───── Extracted text ─────

Reputation: 509
I have a pandas dataframe and I am trying to make cluster according to below dict. example: In 'Info 1' cluster I have total 7 values as per dictionary and in panda dataframe I have only 4 in that. making cluster accrding to that. I will get below output.
INPUT:
PII Counts
CREDIT_CARD 158
DATE_TIME 544
DOMAIN_NAME 609
EMAIL_ADDRESS 90
IP_ADDRESS 405
LOCATION 346
PERSON 202
BANK_NUMBER 202
PASSPORT 130
NHS 6
NRP 20
dict = {'Info 1': ['PERSON', 'LOCATION', 'PHONE_NUMBER', 'EMAIL_ADDRESS', 'PASSPORT', 'SSN',
'DRIVER_LICENSE'],
'Info 2': ['NHS'],
'Info 3': ['IP_ADDRESS', 'DOMAIN_NAME'],
'Info 4': ['CRYPTO', 'DATE_TIME', 'NRP'],
'Info 5': ['CREDIT_CARD', 'BANK_NUMBER', 'ITIN', 'CODE']}
OUTPUT :
Names Count Info
0 Info 5 [158, 202] ['CREDIT_CARD','BANK_NUMBER']
1 Info 2 [6] ['NHS']
2 Info 3 [405, 609] ['IP_ADDRESS','DOMAIN_NAME']
3 Info 4 [20, 544] ['NRP','DATE_TIME']
4 Info 1 [202, 346, 90, 130] ['PERSON','LOCATION','EMAIL_ADDRESS','PASSPORT']
Upvotes: 1
Views: 321
Reputation: 862581
First dont use variable dict
, because python code variable.

─────

▸ **Task to complete**
Transcribe everything in the pandas thread from "Reputation: 509" down to "get below output.". The rows are separate from the pandas thread.

───── Source information ─────

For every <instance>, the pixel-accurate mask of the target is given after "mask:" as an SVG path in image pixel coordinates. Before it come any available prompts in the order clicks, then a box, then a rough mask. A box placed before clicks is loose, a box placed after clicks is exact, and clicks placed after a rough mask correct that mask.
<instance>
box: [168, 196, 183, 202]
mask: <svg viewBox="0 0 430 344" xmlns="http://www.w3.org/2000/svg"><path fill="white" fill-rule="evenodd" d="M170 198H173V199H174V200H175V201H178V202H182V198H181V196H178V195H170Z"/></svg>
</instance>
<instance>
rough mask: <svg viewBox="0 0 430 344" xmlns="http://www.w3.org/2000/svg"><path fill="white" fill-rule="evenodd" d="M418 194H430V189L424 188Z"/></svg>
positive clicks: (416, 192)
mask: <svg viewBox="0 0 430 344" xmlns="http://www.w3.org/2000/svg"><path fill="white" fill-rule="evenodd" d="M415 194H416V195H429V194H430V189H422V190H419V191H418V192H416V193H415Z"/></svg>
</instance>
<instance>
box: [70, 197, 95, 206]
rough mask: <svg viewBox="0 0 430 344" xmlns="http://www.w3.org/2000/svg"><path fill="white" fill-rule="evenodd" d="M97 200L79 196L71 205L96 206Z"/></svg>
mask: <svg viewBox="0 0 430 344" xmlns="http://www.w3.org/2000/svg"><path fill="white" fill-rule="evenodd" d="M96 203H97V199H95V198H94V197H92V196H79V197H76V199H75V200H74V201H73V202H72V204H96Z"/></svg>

─────

▸ **Response below**
Reputation: 509
I have a pandas dataframe and I am trying to make cluster according to below dict. example: In 'Info 1' cluster I have total 7 values as per dictionary and in panda dataframe I have only 4 in that. making cluster accrding to that. I will get below output.